RECORDS FOR THE TASK:
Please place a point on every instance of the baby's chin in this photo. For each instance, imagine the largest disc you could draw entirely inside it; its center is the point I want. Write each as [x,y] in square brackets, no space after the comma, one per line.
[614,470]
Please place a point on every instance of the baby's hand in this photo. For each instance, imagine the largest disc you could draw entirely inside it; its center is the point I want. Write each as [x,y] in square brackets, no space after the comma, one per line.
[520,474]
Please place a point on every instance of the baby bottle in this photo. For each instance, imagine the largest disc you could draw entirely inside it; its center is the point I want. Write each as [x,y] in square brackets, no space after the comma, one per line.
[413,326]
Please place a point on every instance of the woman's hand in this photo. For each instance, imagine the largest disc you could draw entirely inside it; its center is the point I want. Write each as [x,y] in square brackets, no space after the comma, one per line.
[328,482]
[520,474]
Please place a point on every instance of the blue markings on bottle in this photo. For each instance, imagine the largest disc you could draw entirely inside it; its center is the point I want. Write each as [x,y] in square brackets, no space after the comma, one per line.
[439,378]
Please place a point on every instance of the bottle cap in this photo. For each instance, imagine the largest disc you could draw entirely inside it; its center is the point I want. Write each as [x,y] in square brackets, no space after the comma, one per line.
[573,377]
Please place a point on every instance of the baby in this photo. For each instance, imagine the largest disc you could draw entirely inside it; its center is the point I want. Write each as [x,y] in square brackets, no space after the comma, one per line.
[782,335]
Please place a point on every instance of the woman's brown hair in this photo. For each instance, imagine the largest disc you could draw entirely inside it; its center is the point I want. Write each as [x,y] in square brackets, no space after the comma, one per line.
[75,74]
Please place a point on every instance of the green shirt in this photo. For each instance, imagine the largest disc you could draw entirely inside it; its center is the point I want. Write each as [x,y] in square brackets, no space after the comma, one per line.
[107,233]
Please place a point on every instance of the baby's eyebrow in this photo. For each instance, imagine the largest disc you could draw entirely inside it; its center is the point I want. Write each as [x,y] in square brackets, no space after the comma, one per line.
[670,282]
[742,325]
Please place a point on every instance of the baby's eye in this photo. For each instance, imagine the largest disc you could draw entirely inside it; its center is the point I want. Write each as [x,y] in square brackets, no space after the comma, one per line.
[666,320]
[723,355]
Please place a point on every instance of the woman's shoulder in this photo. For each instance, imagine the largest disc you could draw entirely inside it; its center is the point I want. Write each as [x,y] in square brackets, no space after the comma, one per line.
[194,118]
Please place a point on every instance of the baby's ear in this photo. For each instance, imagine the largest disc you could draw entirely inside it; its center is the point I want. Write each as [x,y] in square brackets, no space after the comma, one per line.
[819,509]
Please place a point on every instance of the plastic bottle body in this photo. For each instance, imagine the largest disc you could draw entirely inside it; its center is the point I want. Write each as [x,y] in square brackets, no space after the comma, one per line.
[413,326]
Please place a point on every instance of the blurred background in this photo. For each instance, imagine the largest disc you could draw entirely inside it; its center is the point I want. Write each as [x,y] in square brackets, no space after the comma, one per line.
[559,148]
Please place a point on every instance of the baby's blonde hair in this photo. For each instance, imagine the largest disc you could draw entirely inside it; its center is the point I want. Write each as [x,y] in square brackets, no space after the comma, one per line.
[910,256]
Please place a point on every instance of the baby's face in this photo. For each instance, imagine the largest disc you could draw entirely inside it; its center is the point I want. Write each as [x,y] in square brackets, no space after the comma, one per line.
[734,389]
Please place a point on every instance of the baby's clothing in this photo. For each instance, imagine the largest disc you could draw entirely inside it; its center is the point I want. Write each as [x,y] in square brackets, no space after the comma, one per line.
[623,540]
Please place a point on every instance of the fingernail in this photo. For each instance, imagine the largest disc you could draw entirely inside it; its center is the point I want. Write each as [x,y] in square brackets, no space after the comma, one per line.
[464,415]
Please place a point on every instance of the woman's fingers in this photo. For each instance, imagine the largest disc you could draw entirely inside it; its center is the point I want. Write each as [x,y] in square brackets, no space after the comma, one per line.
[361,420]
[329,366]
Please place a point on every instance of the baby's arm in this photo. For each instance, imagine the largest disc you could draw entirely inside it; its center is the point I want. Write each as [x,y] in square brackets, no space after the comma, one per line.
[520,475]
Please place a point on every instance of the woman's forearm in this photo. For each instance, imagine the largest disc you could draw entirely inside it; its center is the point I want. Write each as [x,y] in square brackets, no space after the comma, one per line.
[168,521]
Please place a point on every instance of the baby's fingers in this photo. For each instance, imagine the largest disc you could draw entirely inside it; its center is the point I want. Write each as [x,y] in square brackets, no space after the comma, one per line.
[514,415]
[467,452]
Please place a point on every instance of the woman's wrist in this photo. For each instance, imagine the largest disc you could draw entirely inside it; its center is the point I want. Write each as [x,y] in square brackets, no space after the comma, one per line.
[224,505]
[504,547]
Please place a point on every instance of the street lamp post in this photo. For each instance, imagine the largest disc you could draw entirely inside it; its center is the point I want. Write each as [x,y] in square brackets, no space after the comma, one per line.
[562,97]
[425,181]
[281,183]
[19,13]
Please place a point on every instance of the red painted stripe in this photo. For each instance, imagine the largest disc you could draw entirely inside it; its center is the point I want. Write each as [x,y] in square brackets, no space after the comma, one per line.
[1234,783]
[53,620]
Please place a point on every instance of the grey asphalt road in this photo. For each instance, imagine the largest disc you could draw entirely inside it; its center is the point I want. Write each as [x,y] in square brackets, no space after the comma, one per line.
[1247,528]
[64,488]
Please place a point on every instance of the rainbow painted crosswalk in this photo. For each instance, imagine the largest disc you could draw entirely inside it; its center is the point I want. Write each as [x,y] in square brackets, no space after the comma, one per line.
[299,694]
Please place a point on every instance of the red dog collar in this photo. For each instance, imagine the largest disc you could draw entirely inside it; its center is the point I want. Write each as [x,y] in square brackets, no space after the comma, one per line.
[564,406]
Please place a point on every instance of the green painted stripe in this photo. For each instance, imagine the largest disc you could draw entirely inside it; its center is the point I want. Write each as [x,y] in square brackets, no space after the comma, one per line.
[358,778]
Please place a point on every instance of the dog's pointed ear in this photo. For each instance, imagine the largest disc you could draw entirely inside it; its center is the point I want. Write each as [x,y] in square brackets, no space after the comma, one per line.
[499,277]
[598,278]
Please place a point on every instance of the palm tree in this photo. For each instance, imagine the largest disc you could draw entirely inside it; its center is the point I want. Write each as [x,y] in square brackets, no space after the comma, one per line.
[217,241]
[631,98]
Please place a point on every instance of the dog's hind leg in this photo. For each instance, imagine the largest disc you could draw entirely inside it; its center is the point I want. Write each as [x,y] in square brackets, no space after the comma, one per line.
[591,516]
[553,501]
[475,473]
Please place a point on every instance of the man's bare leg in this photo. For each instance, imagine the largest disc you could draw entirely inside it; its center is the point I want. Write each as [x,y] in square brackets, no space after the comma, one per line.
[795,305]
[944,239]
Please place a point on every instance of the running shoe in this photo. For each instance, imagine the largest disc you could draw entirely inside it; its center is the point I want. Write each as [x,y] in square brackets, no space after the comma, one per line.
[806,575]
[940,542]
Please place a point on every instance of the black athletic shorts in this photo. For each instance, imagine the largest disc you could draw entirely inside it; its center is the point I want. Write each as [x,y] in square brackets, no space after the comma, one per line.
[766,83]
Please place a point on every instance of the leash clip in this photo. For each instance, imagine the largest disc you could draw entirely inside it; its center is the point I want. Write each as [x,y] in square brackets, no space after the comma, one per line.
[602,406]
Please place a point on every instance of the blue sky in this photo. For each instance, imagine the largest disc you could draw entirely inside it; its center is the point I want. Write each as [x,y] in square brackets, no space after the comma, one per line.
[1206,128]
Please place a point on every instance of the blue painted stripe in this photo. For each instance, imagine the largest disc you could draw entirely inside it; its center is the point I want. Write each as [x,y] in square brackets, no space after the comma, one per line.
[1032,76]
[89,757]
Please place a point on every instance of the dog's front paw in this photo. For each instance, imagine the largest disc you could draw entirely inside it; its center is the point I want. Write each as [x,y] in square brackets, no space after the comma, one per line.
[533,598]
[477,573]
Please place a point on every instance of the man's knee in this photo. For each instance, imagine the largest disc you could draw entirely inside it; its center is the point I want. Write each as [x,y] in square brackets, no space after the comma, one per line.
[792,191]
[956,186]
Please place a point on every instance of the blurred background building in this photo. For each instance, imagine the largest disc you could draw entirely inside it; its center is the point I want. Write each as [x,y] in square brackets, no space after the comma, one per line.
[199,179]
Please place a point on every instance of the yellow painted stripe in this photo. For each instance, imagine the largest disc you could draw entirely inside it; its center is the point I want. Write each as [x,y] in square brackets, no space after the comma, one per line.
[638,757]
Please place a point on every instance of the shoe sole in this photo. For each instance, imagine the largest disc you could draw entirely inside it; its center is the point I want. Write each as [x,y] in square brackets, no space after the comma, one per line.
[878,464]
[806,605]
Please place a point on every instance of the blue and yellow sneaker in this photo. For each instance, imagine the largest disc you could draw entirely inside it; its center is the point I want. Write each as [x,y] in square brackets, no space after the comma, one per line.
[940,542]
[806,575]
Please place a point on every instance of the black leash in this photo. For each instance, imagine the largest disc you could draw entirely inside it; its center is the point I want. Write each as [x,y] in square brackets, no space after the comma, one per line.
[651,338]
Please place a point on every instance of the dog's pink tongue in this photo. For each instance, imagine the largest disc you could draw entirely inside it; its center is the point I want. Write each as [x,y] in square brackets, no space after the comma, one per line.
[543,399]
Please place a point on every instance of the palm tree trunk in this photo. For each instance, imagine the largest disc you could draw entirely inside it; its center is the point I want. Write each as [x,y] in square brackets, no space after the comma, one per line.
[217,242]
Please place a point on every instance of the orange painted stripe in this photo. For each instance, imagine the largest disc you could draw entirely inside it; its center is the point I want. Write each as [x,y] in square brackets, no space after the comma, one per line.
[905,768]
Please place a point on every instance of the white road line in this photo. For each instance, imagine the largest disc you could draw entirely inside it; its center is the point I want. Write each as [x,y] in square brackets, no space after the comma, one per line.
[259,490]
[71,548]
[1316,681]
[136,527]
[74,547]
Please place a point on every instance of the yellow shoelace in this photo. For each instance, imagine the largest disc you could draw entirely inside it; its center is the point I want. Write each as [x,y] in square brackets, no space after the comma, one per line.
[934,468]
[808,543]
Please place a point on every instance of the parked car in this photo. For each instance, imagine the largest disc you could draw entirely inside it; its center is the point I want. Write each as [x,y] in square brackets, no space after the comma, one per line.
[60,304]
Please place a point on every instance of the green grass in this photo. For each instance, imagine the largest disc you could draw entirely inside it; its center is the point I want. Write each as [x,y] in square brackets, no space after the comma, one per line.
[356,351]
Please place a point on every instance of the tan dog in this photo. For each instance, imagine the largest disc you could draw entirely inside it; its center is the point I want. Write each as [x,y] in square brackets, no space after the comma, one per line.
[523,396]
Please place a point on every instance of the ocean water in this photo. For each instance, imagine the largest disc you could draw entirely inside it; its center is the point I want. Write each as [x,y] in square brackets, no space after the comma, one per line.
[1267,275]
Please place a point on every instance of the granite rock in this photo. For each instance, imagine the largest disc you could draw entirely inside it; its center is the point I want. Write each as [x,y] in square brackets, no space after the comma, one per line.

STATED EXERCISE: Your task is to reproduce, exactly and exclusively, the lines from the one holding "Please place a point on every instance of the ocean" through the final line of the listing.

OUTPUT OF THE EXERCISE:
Please place a point on every instance of the ocean water in this photo. For each instance, imagine the largest disc you could draw entirely inside it; its center is the point I want. Write each as [x,y] in square brackets, no space after the comma, one per line.
[1267,275]
Please place a point on every instance of the granite rock in this photo. For each instance, imagine the largest disc you could draw entirely inside it; its center is the point I want. Write each as [x,y] in square brackets, no space after the comma, one per line.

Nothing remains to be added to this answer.